New HBO documentary peers into Vito Russo’s ‘The Celluloid Closet’ and beyond
by Nancy Ford

He didn’t like sports, nor did he participate in the physically rough and muddy ways of other suburban New Jersey neighborhood boys. Described as “out of place” as a child by a cousin, there was one place young Vito Russo felt completely at home: at the movies.

Lucky for us.

Even as a young man, Russo had an eye for the “gay moments” in both classic and contemporary cinema. For example, did you know that Dracula’s Daughter (1936) had a taste for the ladies? Vito did. He had Movie Gaydar.

Newly arrived in his chosen New York City neighborhood of Greenwich Village, an unsuspecting Vito had landed in that special Bohemia in the formative years of the struggle for LGBT equality. Observing safely from his perch in a tree, he was a first-person witness to the Stonewall Rebellion, an event that would change his (and your and my) life forever. His job at Museum of Modern Art’s film department compelled him to catalogue the screen’s gay images, which up until relatively recently almost always ended in death or at least shame for the flickering, fey character.

[What this task involves]:
According to the article on Vito Russo, at which job was he compelled to catalogue the screen's gay images? The items after this article are separate material and unrelated to it.

[Supplied information]:
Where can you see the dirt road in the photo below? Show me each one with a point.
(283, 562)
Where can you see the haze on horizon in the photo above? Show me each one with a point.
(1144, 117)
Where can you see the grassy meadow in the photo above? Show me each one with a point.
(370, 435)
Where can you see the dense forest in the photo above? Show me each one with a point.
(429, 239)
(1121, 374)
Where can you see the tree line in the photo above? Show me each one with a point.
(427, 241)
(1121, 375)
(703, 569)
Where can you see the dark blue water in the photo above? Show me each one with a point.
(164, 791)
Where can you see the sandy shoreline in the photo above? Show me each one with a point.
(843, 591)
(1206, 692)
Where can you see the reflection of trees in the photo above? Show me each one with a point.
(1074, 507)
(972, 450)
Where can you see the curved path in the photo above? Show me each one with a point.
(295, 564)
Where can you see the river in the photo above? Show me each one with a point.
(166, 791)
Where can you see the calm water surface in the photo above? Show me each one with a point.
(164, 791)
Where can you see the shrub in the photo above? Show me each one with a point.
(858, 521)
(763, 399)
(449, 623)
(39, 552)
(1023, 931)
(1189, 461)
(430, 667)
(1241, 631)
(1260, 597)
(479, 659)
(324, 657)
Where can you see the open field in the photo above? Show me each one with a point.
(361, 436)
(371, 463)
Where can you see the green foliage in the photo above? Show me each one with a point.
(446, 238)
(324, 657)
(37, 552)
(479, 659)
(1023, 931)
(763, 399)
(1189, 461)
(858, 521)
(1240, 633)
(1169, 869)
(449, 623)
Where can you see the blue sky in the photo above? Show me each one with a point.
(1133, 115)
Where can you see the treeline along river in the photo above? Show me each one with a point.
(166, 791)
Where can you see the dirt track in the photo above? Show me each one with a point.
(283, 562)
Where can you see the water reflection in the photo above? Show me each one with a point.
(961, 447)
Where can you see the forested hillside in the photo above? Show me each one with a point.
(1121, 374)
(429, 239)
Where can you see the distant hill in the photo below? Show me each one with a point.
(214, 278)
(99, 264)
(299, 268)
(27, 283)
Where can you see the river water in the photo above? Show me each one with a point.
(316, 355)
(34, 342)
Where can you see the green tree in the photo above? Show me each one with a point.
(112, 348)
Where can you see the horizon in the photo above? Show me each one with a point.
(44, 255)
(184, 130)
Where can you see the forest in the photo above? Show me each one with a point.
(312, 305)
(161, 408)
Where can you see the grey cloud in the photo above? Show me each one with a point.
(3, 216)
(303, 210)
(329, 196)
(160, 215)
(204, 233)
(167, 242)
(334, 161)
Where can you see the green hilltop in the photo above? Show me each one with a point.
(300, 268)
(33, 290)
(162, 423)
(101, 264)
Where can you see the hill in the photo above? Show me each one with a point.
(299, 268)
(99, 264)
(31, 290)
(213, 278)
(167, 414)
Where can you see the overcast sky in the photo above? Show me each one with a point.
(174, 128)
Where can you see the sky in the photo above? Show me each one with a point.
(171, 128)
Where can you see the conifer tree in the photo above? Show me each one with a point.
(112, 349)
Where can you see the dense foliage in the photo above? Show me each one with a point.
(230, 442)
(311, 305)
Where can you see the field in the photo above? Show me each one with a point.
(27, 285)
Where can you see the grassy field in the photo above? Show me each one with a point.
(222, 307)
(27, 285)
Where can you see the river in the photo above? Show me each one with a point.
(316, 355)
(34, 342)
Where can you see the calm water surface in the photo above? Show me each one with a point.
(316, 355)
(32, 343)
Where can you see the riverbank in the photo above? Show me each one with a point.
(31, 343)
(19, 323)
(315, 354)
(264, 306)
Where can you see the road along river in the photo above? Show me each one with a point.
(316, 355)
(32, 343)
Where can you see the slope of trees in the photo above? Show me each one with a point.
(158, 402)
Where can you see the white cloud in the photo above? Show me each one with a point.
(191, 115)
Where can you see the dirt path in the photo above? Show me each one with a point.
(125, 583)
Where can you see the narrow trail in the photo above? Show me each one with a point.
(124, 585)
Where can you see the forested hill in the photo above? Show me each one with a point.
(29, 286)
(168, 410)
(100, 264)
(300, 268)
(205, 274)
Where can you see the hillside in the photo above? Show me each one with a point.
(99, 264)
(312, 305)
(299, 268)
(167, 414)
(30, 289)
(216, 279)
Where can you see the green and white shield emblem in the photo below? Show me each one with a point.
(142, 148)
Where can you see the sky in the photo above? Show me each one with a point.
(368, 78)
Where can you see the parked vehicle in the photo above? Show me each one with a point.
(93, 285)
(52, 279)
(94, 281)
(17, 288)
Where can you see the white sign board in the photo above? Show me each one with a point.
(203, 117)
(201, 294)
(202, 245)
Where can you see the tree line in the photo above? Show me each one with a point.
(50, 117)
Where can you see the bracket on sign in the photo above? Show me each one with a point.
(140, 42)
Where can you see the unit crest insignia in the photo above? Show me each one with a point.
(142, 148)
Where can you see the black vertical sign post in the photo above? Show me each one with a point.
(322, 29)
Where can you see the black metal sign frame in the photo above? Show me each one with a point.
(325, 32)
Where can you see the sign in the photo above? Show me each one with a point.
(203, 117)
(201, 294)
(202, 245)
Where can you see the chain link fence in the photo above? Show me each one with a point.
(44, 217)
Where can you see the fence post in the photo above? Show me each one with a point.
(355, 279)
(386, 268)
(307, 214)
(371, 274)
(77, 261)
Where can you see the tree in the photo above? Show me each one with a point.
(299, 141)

[Answer space]:
His job at the Museum of Modern Art's film department.